OrleanSpaces - v1.0.0

OrleanSpaces has finally reached a point in its development where I deem it to be production ready. Therefor I have launched v1.0.0 of the package, alongside the analyzer package.

What's changed?

Method and signature changes to the agent interface.
Sepparation of SpaceOptions into SpaceServerOptions and SpaceClientOptions.
Direct array passing to constructors of SpaceTuple and SpaceTemplate.
Space partitioning.
Configurable agent startup behavior.
OSA004 analyzer and code fixer.

Agent Interface

Due to data locality, the agent(s) can directly expose some functionalities as synchronous operations, as opposed to asynchronous as it was before. Below we have given the changes to the ISpaceAgent interface, but the same are true for the generic versions ISpaceAgent<T, TTuple, TTemplate>.

The ValueTask<int> returning method CountAsync(), has been replaced with a read only int property called Count.
The ValueTask<SpaceTuple> returning method PeekAsync(SpaceTemplate template), has been replaced with a synchronous version called Peek(SpaceTemplate template). This is because the data is in memory and accessible to the agent.
⚠️ Note that the version accepting a callback PeekAsync(SpaceTemplate template, Func<SpaceTuple, Task> callback), remains asynchronous.
The ValueTask<IEnumerable<SpaceTuple>> returning method ScanAsync(), has been replaced with a synchronous version called Enumerate(SpaceTemplate template = default). If a SpaceTemplate argument is not passed, or it is the default(SpaceTemplate), than all tuples in the space will be enumerated. Otherwise, only tuples that are matched against the template will be enumerated.
The IAsyncEnumerable<SpaceTuple> returning method PeekAsync(), has been replaced with another asynchronous version called EnumerateAsync(SpaceTemplate template = default). This has been done for consistency reasons with Enumerate(template). Same behavior applies here too, if a SpaceTemplate argument is not passed, or it is the default(SpaceTemplate), than all tuples (as they get written in the space) will be enumerated. Otherwise, only tuples that are matched against the template will be enumerated.
ReloadAsync() has been added. This method allows re/loading of the space contents (i.e. tuples) into the agent, on-demand. This has been added in relation to the configurable agent startup behavior.

Options Sepparation

The SpaceOptions has been removed and replaced with SpaceClientOptions. In addition SpaceServerOptions has been added. The extension method AddOrleanSpaces on the IClientBuilder now accepts an optional Action<SpaceClientOptions> to configure the client options. Whereas the AddOrleanSpaces on the ISiloBuilder now accepts an optional Action<SpaceClientOptions>, and an optional Action<SpaceServerOptions>. This has been done in order to allow configurations to be split on responsibility.

◆ EXERCISE REQUIREMENTS
1. According to the OrleanSpaces release notes, what replaced the CountAsync() method on the agent interface?
2. Continue the OrleanSpaces release notes from the point where they stop.

◆ EXTRACTED RECORDS
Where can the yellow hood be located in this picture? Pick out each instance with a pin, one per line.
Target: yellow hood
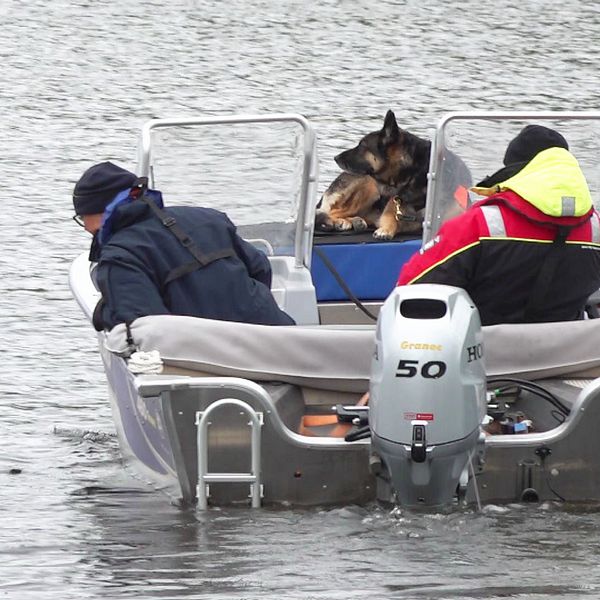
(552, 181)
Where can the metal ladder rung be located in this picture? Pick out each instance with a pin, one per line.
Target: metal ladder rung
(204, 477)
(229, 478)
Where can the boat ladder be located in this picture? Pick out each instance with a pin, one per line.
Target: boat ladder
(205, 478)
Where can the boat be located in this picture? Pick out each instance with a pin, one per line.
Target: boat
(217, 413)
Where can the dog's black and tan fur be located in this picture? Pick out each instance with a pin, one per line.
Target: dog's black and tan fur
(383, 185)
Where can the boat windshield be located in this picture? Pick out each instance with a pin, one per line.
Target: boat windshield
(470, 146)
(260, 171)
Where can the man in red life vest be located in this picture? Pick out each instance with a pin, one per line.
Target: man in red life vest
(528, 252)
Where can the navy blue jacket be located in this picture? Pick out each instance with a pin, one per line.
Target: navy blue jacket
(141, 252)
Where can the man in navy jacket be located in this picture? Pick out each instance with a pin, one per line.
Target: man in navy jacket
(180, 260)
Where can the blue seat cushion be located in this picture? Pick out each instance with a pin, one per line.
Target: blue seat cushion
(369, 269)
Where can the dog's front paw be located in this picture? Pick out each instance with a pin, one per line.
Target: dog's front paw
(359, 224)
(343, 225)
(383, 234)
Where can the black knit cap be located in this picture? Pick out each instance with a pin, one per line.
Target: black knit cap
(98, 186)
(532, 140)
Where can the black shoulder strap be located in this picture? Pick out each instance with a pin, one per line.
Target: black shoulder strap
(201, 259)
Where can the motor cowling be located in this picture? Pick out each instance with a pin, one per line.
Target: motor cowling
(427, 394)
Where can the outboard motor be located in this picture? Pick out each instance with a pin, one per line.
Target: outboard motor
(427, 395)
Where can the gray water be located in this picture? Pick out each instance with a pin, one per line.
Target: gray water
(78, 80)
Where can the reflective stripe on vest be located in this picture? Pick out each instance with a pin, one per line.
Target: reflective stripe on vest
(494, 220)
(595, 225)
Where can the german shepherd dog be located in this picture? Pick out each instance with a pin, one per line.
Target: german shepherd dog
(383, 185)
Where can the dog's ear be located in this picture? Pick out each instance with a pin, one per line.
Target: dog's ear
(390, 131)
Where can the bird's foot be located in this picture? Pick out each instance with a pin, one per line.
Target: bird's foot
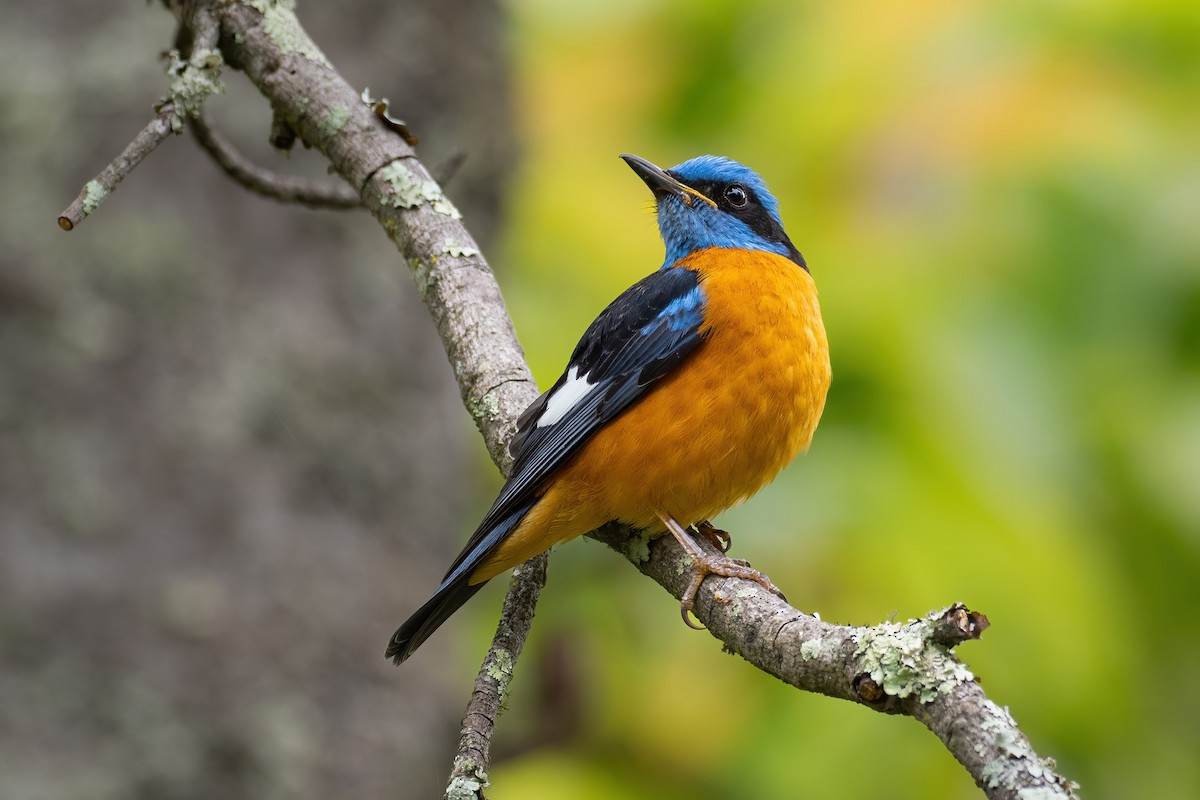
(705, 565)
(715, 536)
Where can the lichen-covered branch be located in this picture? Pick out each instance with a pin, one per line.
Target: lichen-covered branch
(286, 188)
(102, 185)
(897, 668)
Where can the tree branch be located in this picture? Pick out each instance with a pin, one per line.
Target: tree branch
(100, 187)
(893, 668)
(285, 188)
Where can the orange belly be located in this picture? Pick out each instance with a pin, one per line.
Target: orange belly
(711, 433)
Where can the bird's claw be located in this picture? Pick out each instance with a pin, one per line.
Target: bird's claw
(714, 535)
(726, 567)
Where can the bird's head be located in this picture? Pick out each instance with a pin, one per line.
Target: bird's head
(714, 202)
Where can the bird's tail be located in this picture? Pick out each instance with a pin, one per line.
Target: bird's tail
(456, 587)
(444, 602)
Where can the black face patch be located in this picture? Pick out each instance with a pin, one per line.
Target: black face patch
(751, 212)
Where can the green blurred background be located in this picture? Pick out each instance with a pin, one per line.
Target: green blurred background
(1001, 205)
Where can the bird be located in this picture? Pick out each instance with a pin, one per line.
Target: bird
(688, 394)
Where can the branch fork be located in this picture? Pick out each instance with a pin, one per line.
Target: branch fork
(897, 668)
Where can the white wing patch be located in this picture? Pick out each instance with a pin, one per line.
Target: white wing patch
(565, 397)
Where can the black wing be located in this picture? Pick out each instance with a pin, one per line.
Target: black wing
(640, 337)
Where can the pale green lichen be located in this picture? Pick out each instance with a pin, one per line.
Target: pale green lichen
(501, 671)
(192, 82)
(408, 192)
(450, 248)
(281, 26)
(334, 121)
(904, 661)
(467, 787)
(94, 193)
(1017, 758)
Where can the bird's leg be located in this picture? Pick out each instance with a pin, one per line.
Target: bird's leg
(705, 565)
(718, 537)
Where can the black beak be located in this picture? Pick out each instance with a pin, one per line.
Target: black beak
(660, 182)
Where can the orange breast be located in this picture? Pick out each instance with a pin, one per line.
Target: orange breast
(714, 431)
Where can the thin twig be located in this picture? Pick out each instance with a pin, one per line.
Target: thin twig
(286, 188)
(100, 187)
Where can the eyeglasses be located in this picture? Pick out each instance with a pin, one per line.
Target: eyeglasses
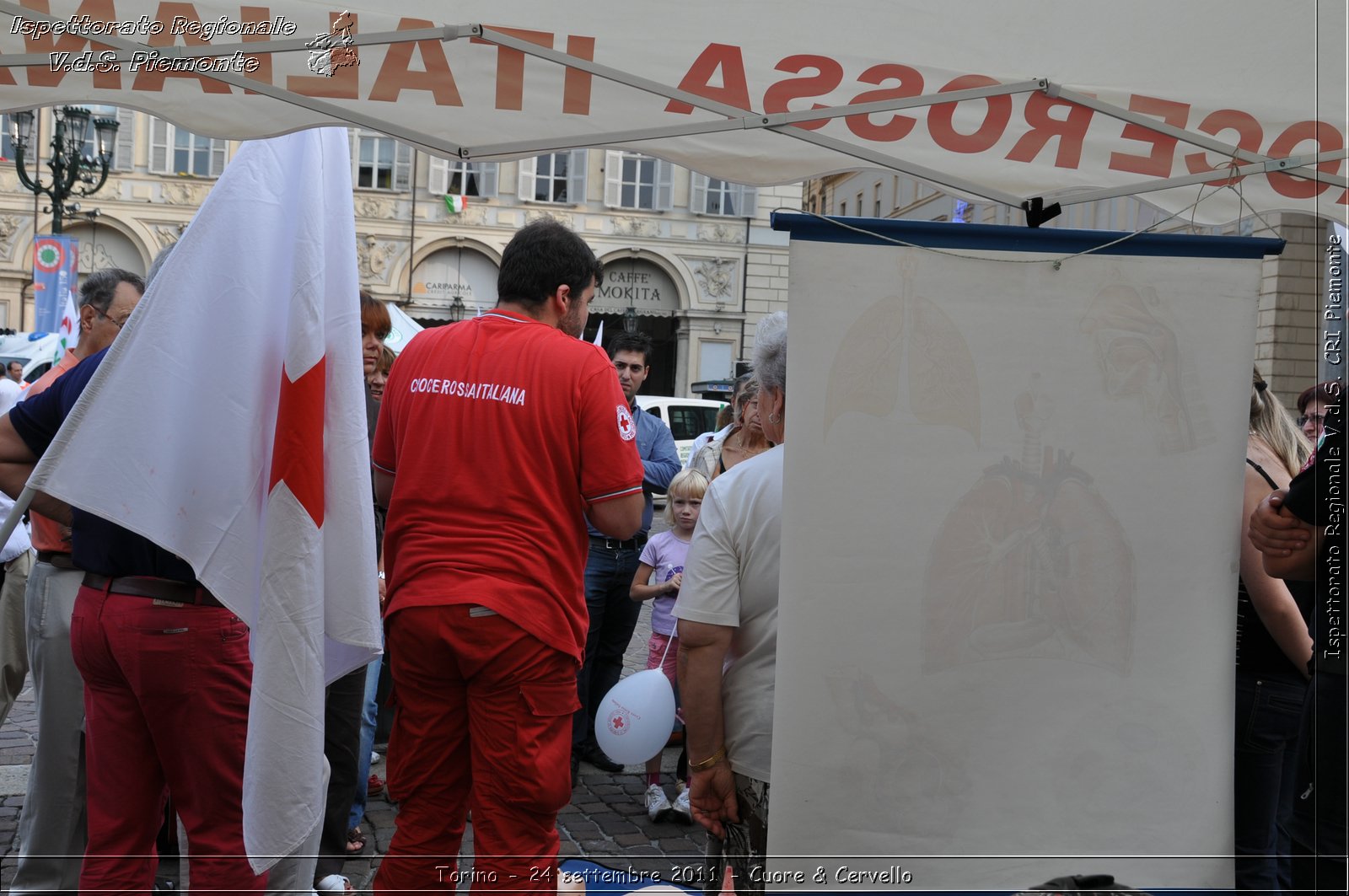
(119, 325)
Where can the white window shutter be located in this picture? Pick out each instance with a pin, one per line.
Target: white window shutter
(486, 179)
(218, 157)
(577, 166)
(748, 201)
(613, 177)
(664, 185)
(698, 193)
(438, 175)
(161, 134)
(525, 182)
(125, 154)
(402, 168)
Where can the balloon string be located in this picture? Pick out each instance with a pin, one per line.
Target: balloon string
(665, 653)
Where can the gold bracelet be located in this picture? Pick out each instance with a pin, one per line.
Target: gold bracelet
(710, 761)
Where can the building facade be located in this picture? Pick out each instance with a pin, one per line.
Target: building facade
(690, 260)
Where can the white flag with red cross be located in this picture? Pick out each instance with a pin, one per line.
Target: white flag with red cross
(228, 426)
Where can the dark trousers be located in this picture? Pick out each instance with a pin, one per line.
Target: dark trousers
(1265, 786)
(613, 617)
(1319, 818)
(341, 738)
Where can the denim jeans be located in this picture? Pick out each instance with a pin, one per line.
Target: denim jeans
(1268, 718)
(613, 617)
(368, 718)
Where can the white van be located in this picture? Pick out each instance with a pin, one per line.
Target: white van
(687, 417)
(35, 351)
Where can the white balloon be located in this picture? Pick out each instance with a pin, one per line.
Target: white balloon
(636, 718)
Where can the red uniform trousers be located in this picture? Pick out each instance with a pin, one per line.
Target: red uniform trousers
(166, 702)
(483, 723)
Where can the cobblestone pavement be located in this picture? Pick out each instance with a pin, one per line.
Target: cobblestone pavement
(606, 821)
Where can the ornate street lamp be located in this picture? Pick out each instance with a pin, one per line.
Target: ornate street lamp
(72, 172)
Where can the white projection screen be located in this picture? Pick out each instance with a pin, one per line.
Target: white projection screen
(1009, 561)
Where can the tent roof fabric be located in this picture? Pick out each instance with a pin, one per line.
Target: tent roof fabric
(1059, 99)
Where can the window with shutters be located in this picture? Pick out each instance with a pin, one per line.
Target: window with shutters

◆ ANSWERS FOR THIS EXERCISE
1. A read-only int property called Count.

2.
If the client options configurator is not provided on the client, by default the generic agent is configured to run.
If the client options configurator is not provided on the server, by default no agent is configured to run.

SpaceServerOptions currently only contains a single property called PartitioningThreshold. As the name implies, this is related to the space partitioning. It defines the maximum number of tuples that should be stored within a partition, per space kind.

SpaceClientOptions remains almost the same as the old SpaceOptions but we have added 2 extra properties: LoadSpaceContentsUponStartup and LoadingStrategy. These relate to the configurable agent startup behavior, and we'll discuss them in more details later on.

Direct Array Passing

SpaceTuple and SpaceTemplate had a quirk that they didn't allow for passing an object[] directly into their constructors as a single argument. The specialized tuples and templates did not have this limitation. This release brings such ability to the generic versions.

It is useful especially when clients build an array of elements in a loop and wants to pass it to the constructor, or if they already get an array from a source that they can not control. Overall this feature makes it more feasible to work with the generic versions.

OSA003, the analyzer that checks if the supplied argument type is not supported, has been also adjusted to take this into consideration.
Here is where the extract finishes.